Problem 1: Show each line of the records that contains the string "cream", treating case as significant.

Page:
Note that as long as \(s \mapsto \ell ^{v}(s)\) is continuous or of finite variation, the integral of each \(g_{u,v}\) against \(\ell ^{v}\) in (5.2) is well defined, since each \(g_{u,v}\) is both continuous and of finite variation by Assumption 1.2 (see e.g. Stroock [26, Sect. 1.2]). Naturally, all of the results that follow are stated for inputs such that the mapping \(\Gamma \) makes sense.

The cornerstone of our analysis is the next comparison argument. Later on, it leads us to the fixed point argument for existence of regular solutions, and it then reappears in the generic uniqueness argument of Sect. 5.2 where we complete the proof of the full statement of Theorem 2.3.

Lemma 5.1

Fix any two \(\ell ,\bar{\ell}\in C_{0,T}^{\star}\) such that \(s\mapsto \ell ^{v}(s)\) and \(s\mapsto \bar{\ell}^{v}(s)\) are increasing with \(\ell ^{v}(0)=\bar{\ell}^{v}(0)=0\) for all \(v\in S(V)\). Fix also \(t_{0}>0\) and suppose \(s\mapsto \ell ^{v}(s)\) is continuous on \([0,t_{0})\) for all \(v\in S(V)\). Then we have

$$ \bigl( \Gamma [\ell ]^{v}(t) - \Gamma [ \bar{\ell} \, ]^{v}(t) \bigr)^{+} \leq C \Vert (\ell - \bar{\ell}\,)^{+}\Vert _{t}^{\star } \int _{0}^{t} (t-s)^{-\frac{1}{2}} d \Gamma [\ell ]^{v}(s) $$

for all \(t< t_{0}\) and \(v\in S(V)\), where \(C>0\) is a fixed constant independent of \(t_{0}\) and \(v\).

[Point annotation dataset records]
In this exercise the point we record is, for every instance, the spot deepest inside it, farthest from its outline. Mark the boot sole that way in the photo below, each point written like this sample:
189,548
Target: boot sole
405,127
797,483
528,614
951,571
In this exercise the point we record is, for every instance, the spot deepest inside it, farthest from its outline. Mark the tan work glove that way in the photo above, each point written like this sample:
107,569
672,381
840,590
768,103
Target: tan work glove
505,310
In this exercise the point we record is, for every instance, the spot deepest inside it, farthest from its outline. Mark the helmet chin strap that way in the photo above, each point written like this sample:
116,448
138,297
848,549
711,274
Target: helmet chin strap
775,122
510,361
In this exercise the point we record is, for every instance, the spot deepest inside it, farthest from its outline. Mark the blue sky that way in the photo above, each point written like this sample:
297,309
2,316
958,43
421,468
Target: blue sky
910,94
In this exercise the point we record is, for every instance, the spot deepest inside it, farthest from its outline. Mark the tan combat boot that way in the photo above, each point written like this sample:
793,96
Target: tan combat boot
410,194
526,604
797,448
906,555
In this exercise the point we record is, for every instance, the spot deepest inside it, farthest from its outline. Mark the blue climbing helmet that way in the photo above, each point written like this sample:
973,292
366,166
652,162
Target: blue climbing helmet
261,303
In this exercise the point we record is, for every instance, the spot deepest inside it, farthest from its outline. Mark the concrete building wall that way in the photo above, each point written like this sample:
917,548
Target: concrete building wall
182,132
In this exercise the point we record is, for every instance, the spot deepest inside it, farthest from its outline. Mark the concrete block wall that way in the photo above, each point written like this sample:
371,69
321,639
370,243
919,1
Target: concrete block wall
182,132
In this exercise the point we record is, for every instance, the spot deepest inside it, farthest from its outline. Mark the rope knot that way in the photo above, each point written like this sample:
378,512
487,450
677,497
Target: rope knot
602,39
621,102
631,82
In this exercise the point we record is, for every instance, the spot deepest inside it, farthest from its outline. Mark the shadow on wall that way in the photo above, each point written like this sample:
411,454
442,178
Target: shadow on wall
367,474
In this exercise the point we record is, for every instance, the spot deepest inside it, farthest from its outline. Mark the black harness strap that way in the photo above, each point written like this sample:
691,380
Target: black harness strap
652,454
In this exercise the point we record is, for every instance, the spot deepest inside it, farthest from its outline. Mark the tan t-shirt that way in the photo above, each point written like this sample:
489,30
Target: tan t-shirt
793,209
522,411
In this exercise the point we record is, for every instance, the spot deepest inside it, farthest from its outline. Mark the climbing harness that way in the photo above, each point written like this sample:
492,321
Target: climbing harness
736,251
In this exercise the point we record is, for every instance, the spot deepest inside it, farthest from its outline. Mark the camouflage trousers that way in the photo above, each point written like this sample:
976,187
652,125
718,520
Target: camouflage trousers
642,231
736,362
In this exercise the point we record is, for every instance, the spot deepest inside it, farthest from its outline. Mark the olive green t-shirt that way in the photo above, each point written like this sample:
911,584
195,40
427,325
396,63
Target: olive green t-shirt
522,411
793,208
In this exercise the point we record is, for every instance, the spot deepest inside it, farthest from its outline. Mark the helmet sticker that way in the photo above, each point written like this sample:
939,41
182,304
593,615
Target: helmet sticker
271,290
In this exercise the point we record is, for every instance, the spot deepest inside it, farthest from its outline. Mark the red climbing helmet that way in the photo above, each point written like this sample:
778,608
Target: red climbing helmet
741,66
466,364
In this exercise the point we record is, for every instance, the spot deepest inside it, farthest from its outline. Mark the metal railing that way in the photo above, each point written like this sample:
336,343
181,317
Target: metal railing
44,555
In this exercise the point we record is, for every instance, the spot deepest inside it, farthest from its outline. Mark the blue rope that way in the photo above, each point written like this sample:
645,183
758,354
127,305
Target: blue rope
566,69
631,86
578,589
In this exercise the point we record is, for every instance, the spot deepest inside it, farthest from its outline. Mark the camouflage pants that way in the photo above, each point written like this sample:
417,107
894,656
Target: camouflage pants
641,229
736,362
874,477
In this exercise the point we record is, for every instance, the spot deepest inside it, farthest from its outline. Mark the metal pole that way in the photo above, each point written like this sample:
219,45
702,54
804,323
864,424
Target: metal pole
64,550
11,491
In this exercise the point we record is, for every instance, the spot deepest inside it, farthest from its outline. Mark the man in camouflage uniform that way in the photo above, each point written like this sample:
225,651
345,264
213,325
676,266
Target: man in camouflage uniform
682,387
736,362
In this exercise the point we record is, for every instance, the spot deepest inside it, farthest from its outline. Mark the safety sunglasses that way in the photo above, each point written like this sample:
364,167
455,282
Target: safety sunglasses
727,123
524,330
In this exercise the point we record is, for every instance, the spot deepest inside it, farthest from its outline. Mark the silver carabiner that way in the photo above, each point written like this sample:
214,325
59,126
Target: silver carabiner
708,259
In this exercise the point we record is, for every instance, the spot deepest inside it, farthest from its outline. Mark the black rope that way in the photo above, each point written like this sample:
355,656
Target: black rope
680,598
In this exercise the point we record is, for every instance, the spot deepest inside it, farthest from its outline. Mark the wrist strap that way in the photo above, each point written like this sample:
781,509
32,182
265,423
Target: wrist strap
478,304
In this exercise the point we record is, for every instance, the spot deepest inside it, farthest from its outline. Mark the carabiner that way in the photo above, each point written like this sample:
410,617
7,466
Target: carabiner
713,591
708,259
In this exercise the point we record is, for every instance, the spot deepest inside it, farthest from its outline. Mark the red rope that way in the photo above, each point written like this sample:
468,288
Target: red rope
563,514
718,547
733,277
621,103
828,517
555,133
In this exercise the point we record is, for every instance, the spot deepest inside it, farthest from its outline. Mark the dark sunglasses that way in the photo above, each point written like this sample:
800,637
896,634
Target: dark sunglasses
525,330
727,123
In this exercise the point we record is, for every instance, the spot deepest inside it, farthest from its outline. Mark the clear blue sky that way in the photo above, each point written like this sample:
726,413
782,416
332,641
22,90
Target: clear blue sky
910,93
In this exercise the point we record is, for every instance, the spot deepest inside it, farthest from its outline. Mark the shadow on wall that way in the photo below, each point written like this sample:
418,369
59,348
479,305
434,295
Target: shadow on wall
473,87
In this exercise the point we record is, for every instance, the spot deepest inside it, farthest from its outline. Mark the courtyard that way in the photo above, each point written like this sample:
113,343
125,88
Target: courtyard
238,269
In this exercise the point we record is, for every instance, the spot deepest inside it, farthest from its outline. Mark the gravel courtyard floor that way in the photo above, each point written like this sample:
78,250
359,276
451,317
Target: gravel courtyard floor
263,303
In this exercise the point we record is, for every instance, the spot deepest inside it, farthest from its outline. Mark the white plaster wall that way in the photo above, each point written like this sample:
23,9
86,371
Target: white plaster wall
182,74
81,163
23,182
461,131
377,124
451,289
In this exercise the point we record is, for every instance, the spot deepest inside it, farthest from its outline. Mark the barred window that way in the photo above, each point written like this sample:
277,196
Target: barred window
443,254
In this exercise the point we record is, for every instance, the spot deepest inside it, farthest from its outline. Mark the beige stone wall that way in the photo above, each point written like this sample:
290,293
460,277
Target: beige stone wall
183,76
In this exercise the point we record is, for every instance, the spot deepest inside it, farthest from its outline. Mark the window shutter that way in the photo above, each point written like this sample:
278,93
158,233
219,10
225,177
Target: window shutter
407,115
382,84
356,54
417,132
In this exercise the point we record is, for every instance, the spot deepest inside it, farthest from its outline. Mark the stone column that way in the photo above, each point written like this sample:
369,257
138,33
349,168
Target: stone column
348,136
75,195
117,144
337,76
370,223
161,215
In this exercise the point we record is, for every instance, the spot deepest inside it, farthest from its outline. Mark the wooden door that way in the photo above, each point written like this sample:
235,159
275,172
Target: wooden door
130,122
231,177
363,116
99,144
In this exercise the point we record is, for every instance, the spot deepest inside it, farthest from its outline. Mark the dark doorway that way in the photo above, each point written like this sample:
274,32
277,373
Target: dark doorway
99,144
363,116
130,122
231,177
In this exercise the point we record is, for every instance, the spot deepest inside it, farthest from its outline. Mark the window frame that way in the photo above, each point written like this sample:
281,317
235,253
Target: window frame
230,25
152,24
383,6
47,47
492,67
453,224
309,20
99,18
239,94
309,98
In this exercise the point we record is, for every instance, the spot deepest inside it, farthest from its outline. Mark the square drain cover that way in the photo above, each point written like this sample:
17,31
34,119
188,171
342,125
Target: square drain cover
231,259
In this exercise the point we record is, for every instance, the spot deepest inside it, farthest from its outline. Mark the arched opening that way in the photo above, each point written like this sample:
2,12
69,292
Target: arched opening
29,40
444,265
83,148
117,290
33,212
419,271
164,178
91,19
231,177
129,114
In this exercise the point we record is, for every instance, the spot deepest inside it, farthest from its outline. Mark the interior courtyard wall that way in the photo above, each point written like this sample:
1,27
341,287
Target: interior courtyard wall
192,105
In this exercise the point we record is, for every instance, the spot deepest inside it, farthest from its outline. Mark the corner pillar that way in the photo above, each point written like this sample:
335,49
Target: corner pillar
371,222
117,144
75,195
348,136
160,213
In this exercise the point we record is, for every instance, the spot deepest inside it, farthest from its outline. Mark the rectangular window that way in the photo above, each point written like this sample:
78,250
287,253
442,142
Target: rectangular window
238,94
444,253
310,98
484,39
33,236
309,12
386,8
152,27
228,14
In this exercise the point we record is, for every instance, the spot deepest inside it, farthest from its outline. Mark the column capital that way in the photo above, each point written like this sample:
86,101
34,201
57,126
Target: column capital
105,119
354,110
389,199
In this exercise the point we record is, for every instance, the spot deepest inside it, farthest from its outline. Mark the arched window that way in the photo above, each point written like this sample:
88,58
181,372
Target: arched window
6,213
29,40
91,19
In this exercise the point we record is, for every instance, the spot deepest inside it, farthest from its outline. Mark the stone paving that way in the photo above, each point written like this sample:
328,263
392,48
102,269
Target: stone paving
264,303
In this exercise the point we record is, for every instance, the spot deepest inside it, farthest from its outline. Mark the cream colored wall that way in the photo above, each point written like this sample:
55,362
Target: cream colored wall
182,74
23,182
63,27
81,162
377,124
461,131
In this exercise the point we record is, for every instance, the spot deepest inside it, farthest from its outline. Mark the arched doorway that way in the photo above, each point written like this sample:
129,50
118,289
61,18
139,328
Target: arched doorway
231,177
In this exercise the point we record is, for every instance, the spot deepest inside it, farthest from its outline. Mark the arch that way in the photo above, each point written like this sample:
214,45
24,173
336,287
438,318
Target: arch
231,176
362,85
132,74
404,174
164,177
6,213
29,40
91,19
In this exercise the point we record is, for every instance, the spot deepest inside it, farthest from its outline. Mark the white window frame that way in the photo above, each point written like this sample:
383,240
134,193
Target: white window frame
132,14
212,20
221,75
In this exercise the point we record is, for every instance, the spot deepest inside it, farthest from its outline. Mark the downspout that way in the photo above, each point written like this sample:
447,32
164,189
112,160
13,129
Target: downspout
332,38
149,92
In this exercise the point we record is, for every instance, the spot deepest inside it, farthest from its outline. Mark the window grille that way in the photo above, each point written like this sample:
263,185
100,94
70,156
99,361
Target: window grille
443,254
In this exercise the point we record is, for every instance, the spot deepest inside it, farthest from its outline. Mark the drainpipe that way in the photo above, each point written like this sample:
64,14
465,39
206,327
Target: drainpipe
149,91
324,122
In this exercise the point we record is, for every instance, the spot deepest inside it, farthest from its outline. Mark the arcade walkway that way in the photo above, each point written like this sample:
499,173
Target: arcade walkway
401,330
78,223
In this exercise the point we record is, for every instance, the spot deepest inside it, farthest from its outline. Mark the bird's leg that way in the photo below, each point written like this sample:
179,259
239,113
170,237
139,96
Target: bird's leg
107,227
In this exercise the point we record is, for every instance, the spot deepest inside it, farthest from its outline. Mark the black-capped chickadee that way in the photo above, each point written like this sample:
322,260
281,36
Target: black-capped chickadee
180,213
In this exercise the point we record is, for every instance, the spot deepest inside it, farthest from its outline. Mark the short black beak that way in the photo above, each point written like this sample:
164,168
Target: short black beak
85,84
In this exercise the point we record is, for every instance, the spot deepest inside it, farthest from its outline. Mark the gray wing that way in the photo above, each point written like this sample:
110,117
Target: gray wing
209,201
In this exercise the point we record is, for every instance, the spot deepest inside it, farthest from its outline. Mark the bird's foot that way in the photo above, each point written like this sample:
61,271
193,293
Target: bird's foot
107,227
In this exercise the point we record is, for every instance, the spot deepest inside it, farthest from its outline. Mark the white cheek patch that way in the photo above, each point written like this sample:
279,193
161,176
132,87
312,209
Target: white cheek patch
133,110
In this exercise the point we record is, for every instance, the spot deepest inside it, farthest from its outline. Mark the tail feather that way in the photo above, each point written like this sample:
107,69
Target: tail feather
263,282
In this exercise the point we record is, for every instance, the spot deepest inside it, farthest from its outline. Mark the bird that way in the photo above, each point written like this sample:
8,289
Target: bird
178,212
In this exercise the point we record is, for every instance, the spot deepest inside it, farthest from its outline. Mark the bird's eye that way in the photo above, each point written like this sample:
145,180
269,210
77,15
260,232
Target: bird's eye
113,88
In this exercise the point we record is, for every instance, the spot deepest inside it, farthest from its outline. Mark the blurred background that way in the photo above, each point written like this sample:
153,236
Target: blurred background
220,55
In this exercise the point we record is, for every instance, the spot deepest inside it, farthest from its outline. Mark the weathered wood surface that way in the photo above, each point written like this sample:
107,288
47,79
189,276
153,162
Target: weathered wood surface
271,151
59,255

Problem 2: In the excerpt on Lemma 5.1, which section holds the generic uniqueness argument?

Solution 1:
In this exercise the point we record is, for every instance, the spot deepest inside it, farthest from its outline. Mark the cream colored wall that way in the photo above, each point written like this sample:
Target: cream colored wall

Solution 2: Sect. 5.2.